Tasks and exercises ->
[1] Write out the stretch of the Weike Wang biography from "Weike Wang is" through "Yorker, and Redivider.".
[2] Carry on the Weike Wang biography, picking up after its final sentence.

Extract ->
------------------------------------------------
Weike Wang


Weike Wang is a Chinese-American author. She is the author of the novel Chemistry, which won the 2018 PEN/Hemingway Award.
Her fiction has been published in Glimmer Train, the Alaska Quarterly Review, Ploughshares, Kenyon Review, The New Yorker, and Redivider.

Life

Wang was born in Nanjing, China, but she and her family moved when she was 5 years old. She lived in Australia, Canada, and the United States before high school, arriving in the United States with her family at the age of 11. Wang once described a community she grew up in as "a very rural town, and everyone was white. I was the only Asian person in my school."
After high school, Wang attended Harvard University, where she studied chemistry for her undergraduate degree and public health for her doctorate. While she was pre-med as an undergrad, she began reconsidering going to medical school. While finishing her doctorate, she also attended Boston University, where she received her MFA.

Career

In 2017, Wang was selected by author Sherman Alexie to be part of the National Book Foundation's annual 5 under 35 list. In its citation, the National Book Award called Wang "a brilliant new literary voice that astutely juxtaposes the elegance of science, the anxieties of finding a place in the world, and the sacrifices made for love and family." In 2018, she received a Whiting Award for Fiction, one of 10 awarded each year to emerging writers.
------------------------------------------------
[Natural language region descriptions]
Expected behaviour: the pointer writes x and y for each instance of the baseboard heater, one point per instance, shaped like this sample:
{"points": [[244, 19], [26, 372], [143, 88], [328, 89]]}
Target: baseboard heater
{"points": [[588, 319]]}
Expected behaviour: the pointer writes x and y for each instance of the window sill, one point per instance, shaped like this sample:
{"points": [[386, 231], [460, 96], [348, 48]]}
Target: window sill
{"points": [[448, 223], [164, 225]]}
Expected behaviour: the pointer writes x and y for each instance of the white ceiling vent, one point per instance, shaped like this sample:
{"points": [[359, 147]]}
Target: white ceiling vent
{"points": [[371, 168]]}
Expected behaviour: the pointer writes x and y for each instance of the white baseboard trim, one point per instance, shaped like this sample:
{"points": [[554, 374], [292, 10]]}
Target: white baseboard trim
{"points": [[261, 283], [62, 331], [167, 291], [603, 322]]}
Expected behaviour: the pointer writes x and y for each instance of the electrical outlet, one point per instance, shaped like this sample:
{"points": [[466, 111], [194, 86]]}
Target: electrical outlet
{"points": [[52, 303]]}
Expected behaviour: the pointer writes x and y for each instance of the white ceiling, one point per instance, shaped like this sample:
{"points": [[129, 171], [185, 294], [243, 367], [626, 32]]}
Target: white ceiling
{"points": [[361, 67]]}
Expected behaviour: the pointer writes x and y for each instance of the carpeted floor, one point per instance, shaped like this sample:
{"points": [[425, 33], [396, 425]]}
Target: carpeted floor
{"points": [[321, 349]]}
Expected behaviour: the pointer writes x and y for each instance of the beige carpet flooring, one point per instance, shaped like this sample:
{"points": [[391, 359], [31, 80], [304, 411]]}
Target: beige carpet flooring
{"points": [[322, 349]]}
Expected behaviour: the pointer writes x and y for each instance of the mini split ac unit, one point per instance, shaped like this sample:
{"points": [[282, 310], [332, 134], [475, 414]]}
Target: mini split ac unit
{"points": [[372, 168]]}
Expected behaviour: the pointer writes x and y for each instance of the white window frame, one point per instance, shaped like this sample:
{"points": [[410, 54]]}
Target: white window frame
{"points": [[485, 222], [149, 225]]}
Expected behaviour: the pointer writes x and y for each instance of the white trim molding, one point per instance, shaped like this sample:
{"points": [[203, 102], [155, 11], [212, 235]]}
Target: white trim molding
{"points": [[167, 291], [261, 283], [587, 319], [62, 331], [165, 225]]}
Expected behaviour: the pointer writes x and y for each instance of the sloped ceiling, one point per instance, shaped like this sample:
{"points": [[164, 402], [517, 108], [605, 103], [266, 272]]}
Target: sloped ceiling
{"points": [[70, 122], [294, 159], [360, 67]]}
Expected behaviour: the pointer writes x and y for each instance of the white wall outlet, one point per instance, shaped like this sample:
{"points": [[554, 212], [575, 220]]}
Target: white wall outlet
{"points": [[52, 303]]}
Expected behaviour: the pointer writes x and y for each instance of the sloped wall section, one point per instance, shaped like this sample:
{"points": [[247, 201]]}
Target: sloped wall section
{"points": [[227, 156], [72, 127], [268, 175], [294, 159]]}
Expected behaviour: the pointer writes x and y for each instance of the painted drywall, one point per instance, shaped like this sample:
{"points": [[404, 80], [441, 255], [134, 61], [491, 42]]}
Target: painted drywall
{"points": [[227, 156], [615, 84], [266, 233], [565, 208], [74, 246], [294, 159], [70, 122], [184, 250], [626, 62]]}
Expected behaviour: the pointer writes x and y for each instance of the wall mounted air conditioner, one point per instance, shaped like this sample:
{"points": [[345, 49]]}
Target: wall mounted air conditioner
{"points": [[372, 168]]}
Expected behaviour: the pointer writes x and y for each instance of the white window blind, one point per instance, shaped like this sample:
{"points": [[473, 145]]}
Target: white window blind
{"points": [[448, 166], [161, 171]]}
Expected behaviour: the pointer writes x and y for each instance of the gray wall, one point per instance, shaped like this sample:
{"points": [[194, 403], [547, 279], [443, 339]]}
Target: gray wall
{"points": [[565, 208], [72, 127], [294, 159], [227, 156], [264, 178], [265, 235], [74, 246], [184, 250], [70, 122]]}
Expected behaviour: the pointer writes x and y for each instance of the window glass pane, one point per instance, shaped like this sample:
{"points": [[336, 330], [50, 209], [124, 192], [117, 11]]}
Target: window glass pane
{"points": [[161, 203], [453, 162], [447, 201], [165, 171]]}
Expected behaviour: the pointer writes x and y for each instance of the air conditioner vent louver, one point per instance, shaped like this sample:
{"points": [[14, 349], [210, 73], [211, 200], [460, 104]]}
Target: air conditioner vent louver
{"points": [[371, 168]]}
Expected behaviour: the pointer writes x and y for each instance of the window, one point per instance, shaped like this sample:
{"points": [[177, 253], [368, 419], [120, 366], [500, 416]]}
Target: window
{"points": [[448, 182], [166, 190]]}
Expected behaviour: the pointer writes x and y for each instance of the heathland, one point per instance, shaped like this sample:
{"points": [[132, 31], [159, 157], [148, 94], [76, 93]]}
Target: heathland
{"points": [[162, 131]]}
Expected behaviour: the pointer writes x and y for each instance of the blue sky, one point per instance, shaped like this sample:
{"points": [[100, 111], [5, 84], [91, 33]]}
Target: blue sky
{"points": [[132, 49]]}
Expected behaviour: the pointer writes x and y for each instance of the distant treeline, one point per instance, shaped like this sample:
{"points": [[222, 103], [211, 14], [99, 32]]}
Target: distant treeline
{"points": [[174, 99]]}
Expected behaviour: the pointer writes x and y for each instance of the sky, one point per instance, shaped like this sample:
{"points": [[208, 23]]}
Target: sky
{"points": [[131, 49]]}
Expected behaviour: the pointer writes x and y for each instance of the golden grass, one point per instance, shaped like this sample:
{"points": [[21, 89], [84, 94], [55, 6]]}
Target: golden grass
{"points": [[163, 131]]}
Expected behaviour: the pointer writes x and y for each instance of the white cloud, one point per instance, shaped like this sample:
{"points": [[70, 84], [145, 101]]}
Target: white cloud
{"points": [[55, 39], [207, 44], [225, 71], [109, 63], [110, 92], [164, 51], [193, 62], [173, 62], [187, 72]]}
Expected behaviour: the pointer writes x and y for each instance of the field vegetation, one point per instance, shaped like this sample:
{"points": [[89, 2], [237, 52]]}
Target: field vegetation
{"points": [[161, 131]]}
------------------------------------------------
Answers provided ->
[1]
Weike Wang is a Chinese-American author. She is the author of the novel Chemistry, which won the 2018 PEN/Hemingway Award.
Her fiction has been published in Glimmer Train, the Alaska Quarterly Review, Ploughshares, Kenyon Review, The New Yorker, and Redivider.

[2]
Her 2018 short story "Omakase" was selected for inclusion in the Best American Short Stories 2019 anthology by editors Anthony Doerr and Heidi Pitlor and in the 2019 O. Henry Prize Anthology by prize jurors Lynn Freed, Elizabeth Strout, and Lara Vapnyar.

Writing Style

Critics have often noted that Wang rarely names her main characters in her major works. The Chinese American protagonist of Chemistry remains nameless throughout the novel, as do her parents and everyone except for the heroine's boyfriend Eric. Wang continued her trend of nameless characters in her short story Omakase, which was published in The New Yorker in 2018. "I am terrible at naming characters," Wang told The New Yorker in 2018, adding that she also considers context and her characters lives' when she decides to leave them nameless.